What you return must match the records below exactly, apart from the omitted pictures.

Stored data
/---

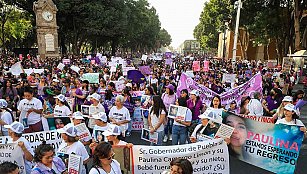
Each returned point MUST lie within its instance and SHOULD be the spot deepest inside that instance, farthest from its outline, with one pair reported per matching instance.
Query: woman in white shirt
(6, 117)
(103, 160)
(61, 109)
(119, 114)
(291, 118)
(71, 144)
(156, 118)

\---

Solution to the exercise.
Each returned point MUST lie within its instance and SHOULD be the spot deepest inside that instance, farthest from its outline, with one pair reported per matching instance.
Query: woman in white shirt
(6, 117)
(103, 160)
(61, 109)
(119, 114)
(291, 118)
(71, 144)
(156, 118)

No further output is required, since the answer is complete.